**EXERCISE OBJECTIVE:** Every entry should be repeated exactly. Omit the pictures.

**PROVIDED MATERIAL:**
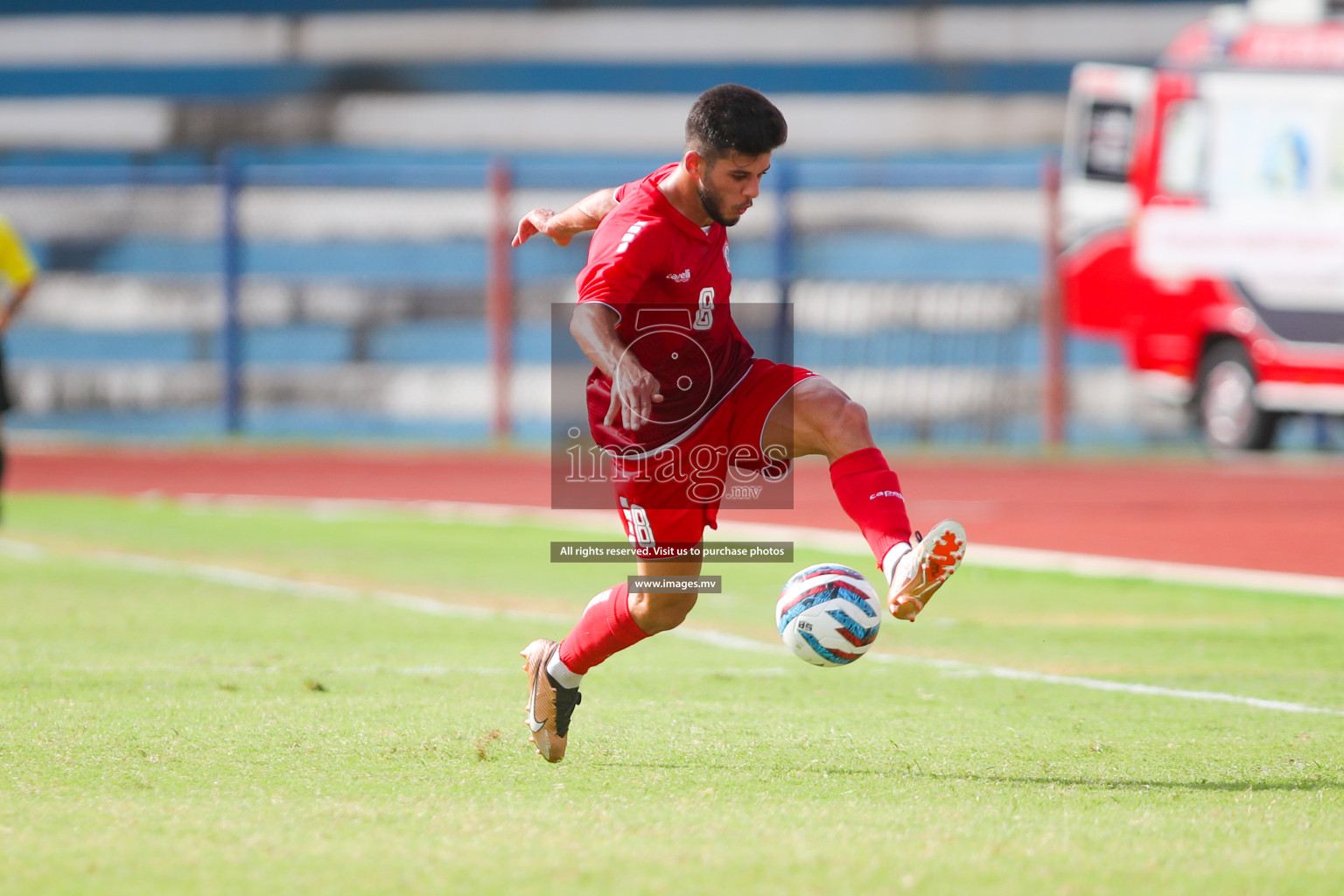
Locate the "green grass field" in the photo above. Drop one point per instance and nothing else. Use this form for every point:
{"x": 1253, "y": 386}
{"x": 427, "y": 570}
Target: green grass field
{"x": 168, "y": 732}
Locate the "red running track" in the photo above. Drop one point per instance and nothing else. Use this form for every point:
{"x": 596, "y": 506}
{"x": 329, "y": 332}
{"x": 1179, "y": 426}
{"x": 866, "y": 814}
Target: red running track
{"x": 1258, "y": 514}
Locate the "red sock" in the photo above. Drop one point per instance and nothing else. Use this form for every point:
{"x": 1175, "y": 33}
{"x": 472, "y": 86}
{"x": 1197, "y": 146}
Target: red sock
{"x": 605, "y": 627}
{"x": 870, "y": 494}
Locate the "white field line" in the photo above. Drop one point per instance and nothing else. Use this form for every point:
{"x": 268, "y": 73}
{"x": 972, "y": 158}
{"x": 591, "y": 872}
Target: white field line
{"x": 987, "y": 555}
{"x": 295, "y": 587}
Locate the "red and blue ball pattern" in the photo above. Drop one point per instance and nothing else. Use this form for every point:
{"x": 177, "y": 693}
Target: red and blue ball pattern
{"x": 828, "y": 614}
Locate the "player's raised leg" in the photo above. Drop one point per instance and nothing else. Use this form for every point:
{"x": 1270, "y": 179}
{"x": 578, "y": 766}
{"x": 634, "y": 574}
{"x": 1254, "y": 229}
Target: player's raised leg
{"x": 822, "y": 419}
{"x": 613, "y": 621}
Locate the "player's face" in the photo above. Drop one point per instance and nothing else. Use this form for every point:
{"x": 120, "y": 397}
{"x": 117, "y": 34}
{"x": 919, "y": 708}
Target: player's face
{"x": 730, "y": 185}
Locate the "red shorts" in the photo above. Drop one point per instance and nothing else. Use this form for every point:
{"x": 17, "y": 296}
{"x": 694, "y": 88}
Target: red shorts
{"x": 669, "y": 494}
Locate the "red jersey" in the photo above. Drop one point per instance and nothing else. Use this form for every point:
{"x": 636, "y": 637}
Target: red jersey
{"x": 668, "y": 281}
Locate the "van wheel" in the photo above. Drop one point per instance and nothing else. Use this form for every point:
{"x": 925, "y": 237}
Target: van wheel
{"x": 1225, "y": 403}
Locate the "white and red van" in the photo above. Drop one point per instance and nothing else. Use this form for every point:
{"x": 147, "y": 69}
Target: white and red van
{"x": 1201, "y": 215}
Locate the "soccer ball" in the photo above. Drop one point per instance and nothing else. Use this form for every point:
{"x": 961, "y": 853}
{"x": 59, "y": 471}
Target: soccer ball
{"x": 828, "y": 614}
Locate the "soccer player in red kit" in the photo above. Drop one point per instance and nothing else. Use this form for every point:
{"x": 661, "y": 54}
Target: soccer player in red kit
{"x": 676, "y": 396}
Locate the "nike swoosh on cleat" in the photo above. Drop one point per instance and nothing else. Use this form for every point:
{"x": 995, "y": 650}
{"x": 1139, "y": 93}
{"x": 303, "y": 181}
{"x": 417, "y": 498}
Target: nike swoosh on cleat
{"x": 531, "y": 719}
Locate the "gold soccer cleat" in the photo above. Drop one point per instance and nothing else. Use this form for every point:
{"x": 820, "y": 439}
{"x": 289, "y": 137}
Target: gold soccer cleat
{"x": 925, "y": 569}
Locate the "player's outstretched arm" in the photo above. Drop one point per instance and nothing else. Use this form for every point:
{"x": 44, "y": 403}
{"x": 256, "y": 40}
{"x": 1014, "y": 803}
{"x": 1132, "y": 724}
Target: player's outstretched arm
{"x": 586, "y": 214}
{"x": 634, "y": 391}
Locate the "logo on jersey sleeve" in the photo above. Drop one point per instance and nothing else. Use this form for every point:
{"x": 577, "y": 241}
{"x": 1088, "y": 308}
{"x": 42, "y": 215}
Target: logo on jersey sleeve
{"x": 629, "y": 235}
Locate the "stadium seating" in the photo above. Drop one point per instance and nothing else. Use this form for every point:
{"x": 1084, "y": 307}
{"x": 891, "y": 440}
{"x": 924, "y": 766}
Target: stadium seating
{"x": 918, "y": 130}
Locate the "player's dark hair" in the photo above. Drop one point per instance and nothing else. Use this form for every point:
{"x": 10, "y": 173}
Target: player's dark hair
{"x": 732, "y": 118}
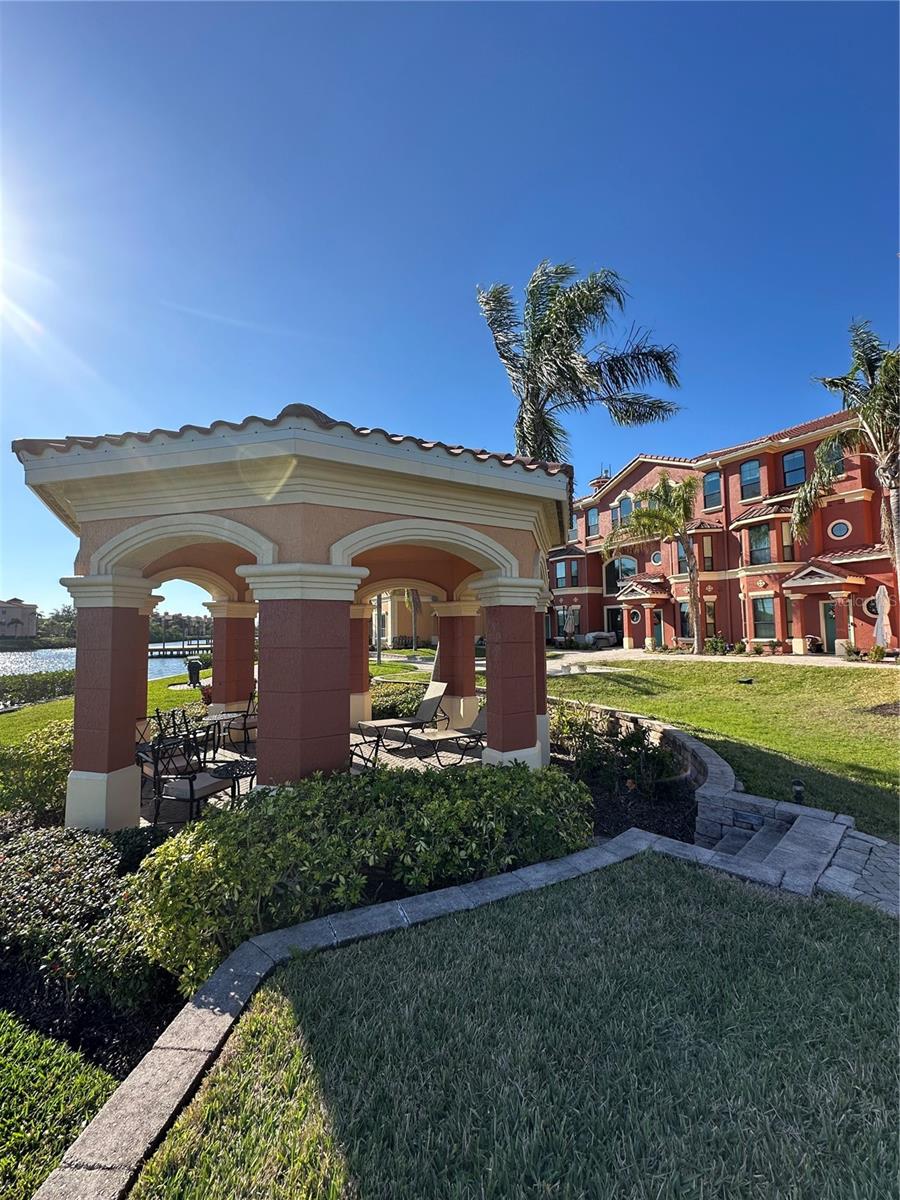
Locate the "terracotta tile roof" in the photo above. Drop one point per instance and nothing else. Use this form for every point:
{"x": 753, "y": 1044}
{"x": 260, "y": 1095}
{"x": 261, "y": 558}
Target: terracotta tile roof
{"x": 792, "y": 431}
{"x": 64, "y": 445}
{"x": 856, "y": 555}
{"x": 649, "y": 582}
{"x": 761, "y": 510}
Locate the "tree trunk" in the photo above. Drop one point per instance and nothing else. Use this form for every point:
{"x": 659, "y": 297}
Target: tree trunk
{"x": 894, "y": 533}
{"x": 693, "y": 592}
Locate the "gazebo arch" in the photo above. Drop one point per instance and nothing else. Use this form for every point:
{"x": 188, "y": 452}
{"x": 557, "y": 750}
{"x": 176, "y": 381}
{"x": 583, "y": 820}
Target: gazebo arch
{"x": 457, "y": 539}
{"x": 372, "y": 587}
{"x": 131, "y": 549}
{"x": 217, "y": 587}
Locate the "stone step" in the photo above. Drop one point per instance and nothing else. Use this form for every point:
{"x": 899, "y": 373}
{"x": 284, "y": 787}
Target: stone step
{"x": 733, "y": 841}
{"x": 804, "y": 852}
{"x": 762, "y": 843}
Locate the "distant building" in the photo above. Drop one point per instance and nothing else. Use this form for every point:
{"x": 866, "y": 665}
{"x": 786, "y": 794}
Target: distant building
{"x": 18, "y": 619}
{"x": 757, "y": 582}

**EXERCISE ANSWER:**
Locate the "green grass field" in the photo above. Drop one point per instance and nothing else. Use this form for every point:
{"x": 1253, "y": 386}
{"x": 427, "y": 570}
Target: green grass field
{"x": 168, "y": 732}
Locate the "red running track" in the photo above. Drop one point per instance and nothing else. Use this form for every point:
{"x": 596, "y": 506}
{"x": 329, "y": 332}
{"x": 1179, "y": 426}
{"x": 866, "y": 814}
Target: red running track
{"x": 1258, "y": 514}
Locate the "red sock" in the photo above. Drop one point per instance and nothing else. Use this form for every point:
{"x": 1175, "y": 33}
{"x": 472, "y": 86}
{"x": 1197, "y": 146}
Target: red sock
{"x": 605, "y": 627}
{"x": 870, "y": 494}
Locate the "white field line" in the photo above. Drop one point per instance and nothing else. Use this form for every point:
{"x": 268, "y": 73}
{"x": 972, "y": 158}
{"x": 591, "y": 872}
Target: white field line
{"x": 987, "y": 555}
{"x": 295, "y": 587}
Locate the "red and blue ball pattern" in the photo above. Drop one point per instance and nothing else. Use this form for every point:
{"x": 177, "y": 693}
Target: red and blue ball pattern
{"x": 828, "y": 614}
Locate the "player's raised leg" in the photo above. Drop one point per instance and nothing else. Use this form for every point:
{"x": 1270, "y": 179}
{"x": 578, "y": 766}
{"x": 634, "y": 574}
{"x": 1254, "y": 229}
Target: player's raised leg
{"x": 822, "y": 419}
{"x": 613, "y": 621}
Locate the "player's face" in the photo above. Drop one point per instance and nothing else. Use this form for every point:
{"x": 120, "y": 397}
{"x": 117, "y": 34}
{"x": 919, "y": 708}
Target: player's face
{"x": 730, "y": 185}
Locate the "red shorts" in the photo above. Drop one point per instance and nothing else. Use this form for every point:
{"x": 17, "y": 296}
{"x": 694, "y": 88}
Target: red shorts
{"x": 669, "y": 494}
Locate the "red jersey" in the photo above. Drop one point per instance and nothing else. Use this form for every point:
{"x": 636, "y": 637}
Target: red jersey
{"x": 668, "y": 281}
Locate the "van wheel" in the photo above. Drop one point per instance and nothing else. Use this form for every point:
{"x": 925, "y": 237}
Target: van wheel
{"x": 1225, "y": 403}
Locate the "white and red van" in the photo above. Drop one point per instance and nothing else. Use this form for every point:
{"x": 147, "y": 69}
Target: white and red van
{"x": 1201, "y": 215}
Locate the "soccer ball" in the photo above. Drop one point per instance and nothing else. Use this form for every point:
{"x": 961, "y": 853}
{"x": 59, "y": 471}
Target: soccer ball
{"x": 828, "y": 614}
Locate the "soccer player in red kit" in the photo above. Drop one point per instance and nothing else. Use this form for every point:
{"x": 661, "y": 54}
Target: soccer player in red kit
{"x": 676, "y": 396}
Locate the "nike swoosh on cleat" in the photo above. Drop one point per instance and nothing else. Use this form for every point:
{"x": 995, "y": 650}
{"x": 1139, "y": 93}
{"x": 303, "y": 181}
{"x": 417, "y": 498}
Target: nike swoosh on cleat
{"x": 531, "y": 719}
Locate the "gold soccer cleat" in the photo above. Drop one point per instance and nothing else. Use this form for every point:
{"x": 820, "y": 439}
{"x": 289, "y": 137}
Target: gold soccer cleat
{"x": 925, "y": 569}
Locate the "player's outstretched arm" in the photo above. Drop one point per instance and nothing else. Use this form for every point:
{"x": 44, "y": 403}
{"x": 256, "y": 40}
{"x": 1014, "y": 803}
{"x": 1132, "y": 724}
Target: player's outstretched arm
{"x": 586, "y": 214}
{"x": 634, "y": 391}
Locate the "logo on jersey sleeve" in the photo above. Drop one point per instance and nothing else. Use this form for every point:
{"x": 577, "y": 241}
{"x": 1088, "y": 308}
{"x": 42, "y": 215}
Target: logo on jersey sleeve
{"x": 629, "y": 235}
Locate the "stadium seating" in the photo above. Drop one point per instance and nothing else. Use this form for every point:
{"x": 1084, "y": 307}
{"x": 891, "y": 440}
{"x": 924, "y": 766}
Target: stadium seating
{"x": 918, "y": 130}
Locate the "player's dark hair" in the photo above. Drop one point per instance and nothing else. Use this form for every point:
{"x": 10, "y": 173}
Target: player's dark hair
{"x": 732, "y": 118}
Locate the "terracotta tile roof" in the photo above. Drop one point per instance and nothing else. Use this form for every point:
{"x": 753, "y": 1044}
{"x": 260, "y": 1095}
{"x": 261, "y": 558}
Target: terracotta tile roof
{"x": 792, "y": 431}
{"x": 64, "y": 445}
{"x": 856, "y": 555}
{"x": 649, "y": 582}
{"x": 761, "y": 510}
Locate the "tree trunk" in the photo above. Drop one point per instance and nothing else. Use this form for every point:
{"x": 659, "y": 297}
Target: tree trunk
{"x": 894, "y": 533}
{"x": 693, "y": 592}
Locate the "gazebo arch" in the photo above. Drop one point per instance and nothing else. Use this form for every point:
{"x": 188, "y": 452}
{"x": 557, "y": 750}
{"x": 176, "y": 381}
{"x": 583, "y": 820}
Target: gazebo arch
{"x": 457, "y": 539}
{"x": 372, "y": 587}
{"x": 131, "y": 549}
{"x": 217, "y": 587}
Locate the "stone step" in the photo above. Drop one point per instance and nothing else. Use this form for every point:
{"x": 899, "y": 373}
{"x": 284, "y": 787}
Target: stone step
{"x": 733, "y": 841}
{"x": 804, "y": 852}
{"x": 762, "y": 843}
Locate the "distant building" in the photo above. Drop one point per instance and nothing else. Use this form for every point:
{"x": 866, "y": 665}
{"x": 786, "y": 794}
Target: distant building
{"x": 18, "y": 619}
{"x": 757, "y": 582}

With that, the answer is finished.